### EXCERPTED TEXT ###
These values are constant between all qemu_ld/st invocations;
there is no need to figure this out each time.  If we cannot
use a segment or an offset directly for guest_base, load the
value into a register in the prologue.

Signed-off-by: Richard Henderson <richard.henderson@linaro.org>
---
 tcg/i386/tcg-target.inc.c | 101 +++++++++++++++-----------------------
 1 file changed, 40 insertions(+), 61 deletions(-)

diff --git a/tcg/i386/tcg-target.inc.c b/tcg/i386/tcg-target.inc.c
index 853c3c8465..b8d2dd5ba3 100644
--- a/tcg/i386/tcg-target.inc.c
+++ b/tcg/i386/tcg-target.inc.c
@@ -1854,22 +1854,31 @@ static void tcg_out_qemu_st_slow_path(TCGContext *s, TCGLabelQemuLdst *l)
     tcg_out_push(s, retaddr);
     tcg_out_jmp(s, qemu_st_helpers[opc & (MO_BSWAP | MO_SIZE)]);
 }
-#elif defined(__x86_64__) && defined(__linux__)
-# include <asm/prctl.h>
-# include <sys/prctl.h>
-
+#elif TCG_TARGET_REG_BITS == 32
+# define x86_guest_base_seg     0
+# define x86_guest_base_index   -1
+# define x86_guest_base_offset  guest_base
+#else
+static int x86_guest_base_seg;
+static int x86_guest_base_index = -1;
+static int32_t x86_guest_base_offset;
+# if defined(__x86_64__) && defined(__linux__)
+#  include <asm/prctl.h>
+#  include <sys/prctl.h>
 int arch_prctl(int code, unsigned long addr);
-
-static int guest_base_flags;
-static inline void setup_guest_base_seg(void)
+static inline int setup_guest_base_seg(void)
 {
     if (arch_prctl(ARCH_SET_GS, guest_base) == 0) {
-        guest_base_flags = P_GS;
+        return P_GS;
     }
+    return 0;
 }
-#else
-# define guest_base_flags 0
-static inline void setup_guest_base_seg(void) { }
+# else
+static inline int setup_guest_base_seg(void)
+{
+    return 0;
+}
+# endif
 #endif /* SOFTMMU */
 
 static void tcg_out_qemu_ld_direct(TCGContext *s, TCGReg datalo, TCGReg datahi,
@@ -2008,27 +2017,9 @@ static void tcg_out_qemu_ld(TCGContext *s, const TCGArg *args, bool is64)
### THE INPUT ###
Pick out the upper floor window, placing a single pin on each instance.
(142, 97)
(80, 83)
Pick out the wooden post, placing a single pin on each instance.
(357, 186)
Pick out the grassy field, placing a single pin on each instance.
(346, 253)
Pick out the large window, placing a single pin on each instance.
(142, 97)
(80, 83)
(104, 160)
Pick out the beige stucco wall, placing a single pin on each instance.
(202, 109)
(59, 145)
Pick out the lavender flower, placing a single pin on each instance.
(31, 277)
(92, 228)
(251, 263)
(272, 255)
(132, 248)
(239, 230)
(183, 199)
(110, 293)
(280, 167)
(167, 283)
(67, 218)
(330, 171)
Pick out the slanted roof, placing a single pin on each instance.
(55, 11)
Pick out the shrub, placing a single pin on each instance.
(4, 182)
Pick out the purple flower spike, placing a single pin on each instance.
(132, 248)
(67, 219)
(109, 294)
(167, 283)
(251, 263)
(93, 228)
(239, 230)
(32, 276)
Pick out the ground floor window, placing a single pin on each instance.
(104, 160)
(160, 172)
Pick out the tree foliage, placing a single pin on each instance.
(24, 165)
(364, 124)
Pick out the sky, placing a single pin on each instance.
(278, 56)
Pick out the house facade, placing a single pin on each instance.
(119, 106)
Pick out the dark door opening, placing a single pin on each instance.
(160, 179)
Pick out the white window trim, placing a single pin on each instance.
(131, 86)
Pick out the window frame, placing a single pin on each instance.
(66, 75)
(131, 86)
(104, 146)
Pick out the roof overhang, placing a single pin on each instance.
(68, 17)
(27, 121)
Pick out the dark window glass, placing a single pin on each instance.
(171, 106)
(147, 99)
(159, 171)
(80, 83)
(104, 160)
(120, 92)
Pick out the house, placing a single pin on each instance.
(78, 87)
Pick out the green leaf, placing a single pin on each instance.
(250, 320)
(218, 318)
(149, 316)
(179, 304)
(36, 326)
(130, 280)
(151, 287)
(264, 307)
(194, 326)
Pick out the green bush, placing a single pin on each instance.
###
> **TASK SET**:
**1)** In the patch description, where should the guest_base value go if a segment or an offset can't be used for it directly?
**2)** Scale the records from the line that contains "Pick out the dark door" through the end of the records, and rewrite only those lines, instructions included. Multiply each point coordinate by 1.1 and round to the nearest whole number, with halves rounded up.

> **EXERCISE RESPONSES**:
**1)** It should be loaded into a register in the prologue.

**2)**
Pick out the dark door opening, placing a single pin on each instance.
(176, 197)
Pick out the white window trim, placing a single pin on each instance.
(144, 95)
Pick out the window frame, placing a single pin on each instance.
(73, 83)
(144, 95)
(114, 161)
Pick out the roof overhang, placing a single pin on each instance.
(75, 19)
(30, 133)
Pick out the dark window glass, placing a single pin on each instance.
(188, 117)
(162, 109)
(175, 188)
(88, 91)
(114, 176)
(132, 101)
Pick out the house, placing a single pin on each instance.
(86, 96)
Pick out the green leaf, placing a single pin on each instance.
(275, 352)
(240, 350)
(164, 348)
(197, 334)
(40, 359)
(143, 308)
(166, 316)
(290, 338)
(213, 359)
Pick out the green bush, placing a single pin on each instance.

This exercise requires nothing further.